The most significant of these cost-cutting measures is the announcement that it will cut 15% of its workforce by the end of 2024. The company said it had 125,300 employees as of June 29, meaning the layoffs would be 18,795. (A spokesperson said the number is more than 15,000.)

The chipmaker made the announcement today as it reported weak earnings. Second-quarter revenue was $12.8 billion, down 1 percent from a year ago. Non-GAAP earnings per share were 2 cents, while GAAP net loss per share was 38 cents. Analysts had expected Intel to report adjusted earnings per share of 10 cents on revenue of $12.94 billion.

Meanwhile, Intel’s rival AMD reported last week that second-quarter revenue rose 9 percent from a year ago to $5.8 billion and beat analysts’ expectations.

Intel said it will suspend its dividend starting in the fourth quarter of 2024. Intel shares fell 16.9% in after-hours trading, closing at $29.05 per share before falling to $24.14 per share.

“While our second-quarter financial results were disappointing, we achieved key product and process technology milestones,” Intel CEO Pat Gelsinger said in a statement. “The second half of the year is more challenging than we expected, and we are taking decisive action to leverage our new operating model to improve operational and capital efficiency and accelerate our transformation to IDM 2.0.” “These actions, combined with our return to process technology leadership with the launch of Intel 18A next year, will strengthen our market position, improve profitability and create value for our shareholders.”

“Our second-quarter results were impacted by gross margin headwinds from the accelerated ramp of our AI PC products, higher than normal expenses related to noncore businesses, and the impact of unused capacity,” Intel CFO David Zinsner said in a statement. “By executing spending reductions, we are taking proactive steps to improve our margins and strengthen our balance sheet. We expect these actions to meaningfully improve our liquidity and reduce our debt balance, while allowing us to make the right investments to create long-term value for our shareholders.”

Cost Savings Plan

Intel announced a series of initiatives to create a sustainable financial engine that accelerates profitable growth, further improves operational efficiency and agility, and creates the ability to make ongoing strategic investments in technology and manufacturing leadership.

These initiatives follow the establishment of separate financial reporting for Intel Products and Intel Foundry, which provides a “clean sheet” view of the business and identifies significant opportunities to drive meaningful operational and cost efficiencies. These actions include structural and operational realignments across the company, workforce reductions, and reductions in operating expenses and capital expenditures of more than $10 billion compared to prior estimates through 2025.

As a result of these actions, Intel aims to have a clear view of a sustainable business model with the ongoing financial resources and liquidity necessary to support the company’s long-term strategy.

* [Short exercise 1]: Copy from the Intel earnings article word for word: begin at the words "The chipmaker made" and stop after "beat analysts’ expectations.".

* [Records]:
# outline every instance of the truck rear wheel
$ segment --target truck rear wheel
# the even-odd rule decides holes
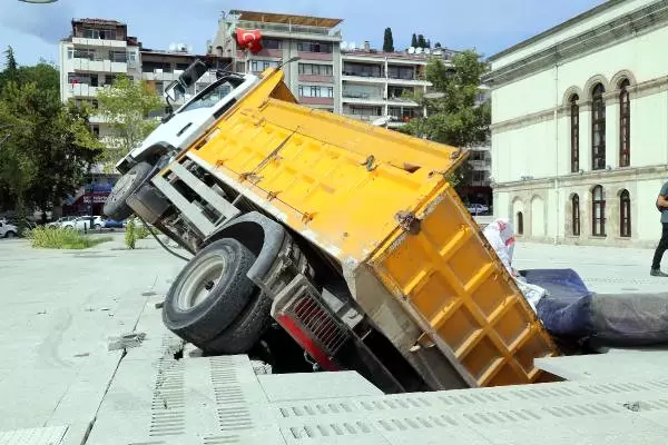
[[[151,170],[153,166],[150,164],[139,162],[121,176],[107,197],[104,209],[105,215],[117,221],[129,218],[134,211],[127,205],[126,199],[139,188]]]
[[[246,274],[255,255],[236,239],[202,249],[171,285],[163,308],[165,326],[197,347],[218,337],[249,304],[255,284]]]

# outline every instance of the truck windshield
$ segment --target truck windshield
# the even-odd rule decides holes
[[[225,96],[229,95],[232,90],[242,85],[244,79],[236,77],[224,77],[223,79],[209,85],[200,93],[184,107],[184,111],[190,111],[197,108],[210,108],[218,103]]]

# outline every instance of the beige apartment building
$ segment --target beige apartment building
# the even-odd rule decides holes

* [Short exercise 2]: Arrange all lines of the records that follow the Intel earnings article as a numbered list, leaving out blank lines and pictures.

* [Solution 1]:
The chipmaker made the announcement today as it reported weak earnings. Second-quarter revenue was $12.8 billion, down 1 percent from a year ago. Non-GAAP earnings per share were 2 cents, while GAAP net loss per share was 38 cents. Analysts had expected Intel to report adjusted earnings per share of 10 cents on revenue of $12.94 billion.

Meanwhile, Intel’s rival AMD reported last week that second-quarter revenue rose 9 percent from a year ago to $5.8 billion and beat analysts’ expectations.

* [Solution 2]:
1. # outline every instance of the truck rear wheel
2. $ segment --target truck rear wheel
3. # the even-odd rule decides holes
4. [[[151,170],[153,166],[150,164],[139,162],[121,176],[107,197],[104,209],[105,215],[117,221],[129,218],[134,211],[127,205],[126,199],[139,188]]]
5. [[[246,274],[255,255],[236,239],[202,249],[171,285],[163,308],[165,326],[197,347],[218,337],[249,304],[255,284]]]
6. # outline every instance of the truck windshield
7. $ segment --target truck windshield
8. # the even-odd rule decides holes
9. [[[225,96],[229,95],[232,90],[242,85],[244,79],[236,77],[224,77],[223,79],[209,85],[200,93],[184,107],[184,111],[190,111],[197,108],[210,108],[218,103]]]
10. # outline every instance of the beige apartment building
11. $ segment --target beige apartment building
12. # the even-odd rule decides holes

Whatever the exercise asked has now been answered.